**Required work:** Each line from the one containing "the woman's face" to the end of the records below should be restated word for word; please leave out all other lines.
Segment Start: Data section
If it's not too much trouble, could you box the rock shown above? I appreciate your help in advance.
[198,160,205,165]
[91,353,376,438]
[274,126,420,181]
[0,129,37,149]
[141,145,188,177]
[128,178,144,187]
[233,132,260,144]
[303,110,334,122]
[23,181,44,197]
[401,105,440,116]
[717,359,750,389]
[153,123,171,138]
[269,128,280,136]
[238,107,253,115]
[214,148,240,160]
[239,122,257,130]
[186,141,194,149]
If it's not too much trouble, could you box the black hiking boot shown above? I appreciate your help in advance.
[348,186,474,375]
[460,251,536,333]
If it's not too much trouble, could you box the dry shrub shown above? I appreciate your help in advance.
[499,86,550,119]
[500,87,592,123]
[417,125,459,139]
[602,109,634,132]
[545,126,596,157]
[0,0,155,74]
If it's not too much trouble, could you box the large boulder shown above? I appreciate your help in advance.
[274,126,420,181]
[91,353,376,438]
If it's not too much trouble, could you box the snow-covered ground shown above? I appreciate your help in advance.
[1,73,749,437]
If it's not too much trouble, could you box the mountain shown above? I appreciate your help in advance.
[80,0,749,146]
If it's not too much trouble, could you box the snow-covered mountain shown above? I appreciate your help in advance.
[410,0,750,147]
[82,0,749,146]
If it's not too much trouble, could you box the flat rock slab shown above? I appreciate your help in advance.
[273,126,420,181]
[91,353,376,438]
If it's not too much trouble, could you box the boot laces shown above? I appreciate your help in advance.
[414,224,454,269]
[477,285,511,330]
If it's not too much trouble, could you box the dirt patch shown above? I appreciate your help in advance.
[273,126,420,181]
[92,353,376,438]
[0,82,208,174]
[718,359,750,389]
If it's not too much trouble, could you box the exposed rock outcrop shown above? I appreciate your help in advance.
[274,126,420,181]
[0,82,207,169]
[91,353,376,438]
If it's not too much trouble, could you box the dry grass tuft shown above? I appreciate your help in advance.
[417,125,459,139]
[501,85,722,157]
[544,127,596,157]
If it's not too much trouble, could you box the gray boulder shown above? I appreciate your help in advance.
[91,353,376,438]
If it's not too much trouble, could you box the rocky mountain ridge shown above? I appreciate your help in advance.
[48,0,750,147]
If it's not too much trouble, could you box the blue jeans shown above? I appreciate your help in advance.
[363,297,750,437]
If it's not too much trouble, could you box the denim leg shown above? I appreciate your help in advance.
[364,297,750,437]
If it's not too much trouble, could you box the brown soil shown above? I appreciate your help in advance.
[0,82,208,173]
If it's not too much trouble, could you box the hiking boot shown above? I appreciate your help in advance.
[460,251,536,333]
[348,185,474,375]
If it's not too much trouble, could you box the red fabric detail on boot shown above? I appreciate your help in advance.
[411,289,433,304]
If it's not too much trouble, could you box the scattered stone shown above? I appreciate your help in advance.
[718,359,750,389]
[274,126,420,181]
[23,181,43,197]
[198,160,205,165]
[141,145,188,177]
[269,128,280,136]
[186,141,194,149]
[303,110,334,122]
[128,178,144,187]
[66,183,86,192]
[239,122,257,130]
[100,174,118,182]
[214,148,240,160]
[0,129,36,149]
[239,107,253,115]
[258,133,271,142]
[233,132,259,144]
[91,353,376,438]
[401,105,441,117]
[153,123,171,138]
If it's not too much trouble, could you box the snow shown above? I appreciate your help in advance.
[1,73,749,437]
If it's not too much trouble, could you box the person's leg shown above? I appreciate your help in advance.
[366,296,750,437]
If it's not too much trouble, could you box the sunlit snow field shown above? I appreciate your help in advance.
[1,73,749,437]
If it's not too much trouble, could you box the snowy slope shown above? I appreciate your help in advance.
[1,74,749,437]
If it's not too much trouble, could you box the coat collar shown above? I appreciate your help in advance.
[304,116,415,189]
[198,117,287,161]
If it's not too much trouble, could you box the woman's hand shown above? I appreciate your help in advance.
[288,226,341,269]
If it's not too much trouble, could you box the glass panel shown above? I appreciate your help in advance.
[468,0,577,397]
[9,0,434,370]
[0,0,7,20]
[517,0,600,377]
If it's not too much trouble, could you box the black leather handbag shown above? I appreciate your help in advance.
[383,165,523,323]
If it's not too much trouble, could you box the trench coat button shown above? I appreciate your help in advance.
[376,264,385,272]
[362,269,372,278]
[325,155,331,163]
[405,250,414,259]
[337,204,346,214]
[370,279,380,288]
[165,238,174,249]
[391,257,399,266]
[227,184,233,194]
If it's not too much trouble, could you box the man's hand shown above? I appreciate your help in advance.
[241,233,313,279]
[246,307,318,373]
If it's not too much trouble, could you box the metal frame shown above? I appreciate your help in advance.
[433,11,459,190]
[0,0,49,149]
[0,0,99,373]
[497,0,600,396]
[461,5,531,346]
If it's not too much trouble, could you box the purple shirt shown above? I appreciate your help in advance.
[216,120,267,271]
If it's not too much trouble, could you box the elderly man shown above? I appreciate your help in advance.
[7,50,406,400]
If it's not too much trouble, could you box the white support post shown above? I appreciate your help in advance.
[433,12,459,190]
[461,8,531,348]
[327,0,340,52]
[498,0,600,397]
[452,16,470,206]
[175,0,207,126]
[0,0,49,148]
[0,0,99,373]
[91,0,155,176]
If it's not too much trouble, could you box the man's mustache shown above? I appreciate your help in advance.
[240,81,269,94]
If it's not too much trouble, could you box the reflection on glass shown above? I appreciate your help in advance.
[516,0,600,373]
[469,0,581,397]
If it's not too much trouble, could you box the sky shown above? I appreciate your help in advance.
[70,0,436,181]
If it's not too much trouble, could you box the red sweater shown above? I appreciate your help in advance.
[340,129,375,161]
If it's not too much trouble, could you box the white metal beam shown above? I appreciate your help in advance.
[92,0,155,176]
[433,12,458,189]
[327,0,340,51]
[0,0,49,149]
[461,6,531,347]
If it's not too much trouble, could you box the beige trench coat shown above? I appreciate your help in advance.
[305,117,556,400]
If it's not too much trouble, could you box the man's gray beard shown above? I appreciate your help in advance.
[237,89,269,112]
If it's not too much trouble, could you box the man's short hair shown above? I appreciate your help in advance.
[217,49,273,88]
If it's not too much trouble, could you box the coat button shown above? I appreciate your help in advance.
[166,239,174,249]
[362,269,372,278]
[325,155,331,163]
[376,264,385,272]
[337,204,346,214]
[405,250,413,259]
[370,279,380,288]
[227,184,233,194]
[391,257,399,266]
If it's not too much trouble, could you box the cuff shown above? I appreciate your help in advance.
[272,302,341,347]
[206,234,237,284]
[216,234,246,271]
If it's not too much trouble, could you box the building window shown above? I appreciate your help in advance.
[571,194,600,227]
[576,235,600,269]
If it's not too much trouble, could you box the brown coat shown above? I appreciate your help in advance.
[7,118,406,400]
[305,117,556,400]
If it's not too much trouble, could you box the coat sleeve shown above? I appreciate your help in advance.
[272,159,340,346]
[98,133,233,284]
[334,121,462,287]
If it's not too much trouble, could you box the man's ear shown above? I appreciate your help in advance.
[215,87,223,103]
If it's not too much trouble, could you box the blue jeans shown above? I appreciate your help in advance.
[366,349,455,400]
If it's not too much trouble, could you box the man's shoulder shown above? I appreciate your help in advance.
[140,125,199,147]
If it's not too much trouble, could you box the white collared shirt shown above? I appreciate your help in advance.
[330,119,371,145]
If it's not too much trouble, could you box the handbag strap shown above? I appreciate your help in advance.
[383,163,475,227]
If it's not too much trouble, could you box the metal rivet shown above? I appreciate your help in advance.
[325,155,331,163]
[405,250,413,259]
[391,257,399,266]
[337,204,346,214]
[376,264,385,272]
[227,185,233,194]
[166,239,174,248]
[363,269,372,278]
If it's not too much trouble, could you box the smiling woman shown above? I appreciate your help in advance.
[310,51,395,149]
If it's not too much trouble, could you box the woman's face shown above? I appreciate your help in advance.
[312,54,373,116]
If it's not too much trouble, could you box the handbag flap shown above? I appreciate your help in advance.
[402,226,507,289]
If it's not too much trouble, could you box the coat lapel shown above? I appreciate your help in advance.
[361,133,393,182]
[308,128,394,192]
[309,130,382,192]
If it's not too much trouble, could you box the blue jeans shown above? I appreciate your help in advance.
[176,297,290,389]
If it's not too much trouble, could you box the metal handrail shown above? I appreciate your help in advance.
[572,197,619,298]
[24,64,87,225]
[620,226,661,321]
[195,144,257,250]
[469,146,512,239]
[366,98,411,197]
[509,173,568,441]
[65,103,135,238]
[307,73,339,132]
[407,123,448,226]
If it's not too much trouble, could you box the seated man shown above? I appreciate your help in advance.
Segment End: Data section
**Response to the task:**
If it's not too much trouble, could you box the woman's face shown above? I appreciate your help in advance.
[312,54,373,116]
If it's not too much trouble, could you box the handbag flap shown above? I appreciate your help in advance.
[402,226,507,289]
If it's not too much trouble, could you box the coat lapel shown above? I appreciate your help in advance.
[361,133,393,182]
[308,128,394,192]
[309,130,382,192]
If it's not too much trouble, could you box the blue jeans shown above? I appreciate your help in advance.
[176,297,290,389]
If it's not too much trouble, could you box the metal handrail shown above? I appreciate your help in advance.
[572,197,619,298]
[24,64,87,225]
[620,226,661,321]
[195,144,257,250]
[469,146,512,239]
[366,98,411,197]
[509,173,568,441]
[65,103,135,238]
[307,73,339,132]
[407,123,448,226]
If it's not too much trouble, could you box the seated man shown above? I appreciate your help in advance.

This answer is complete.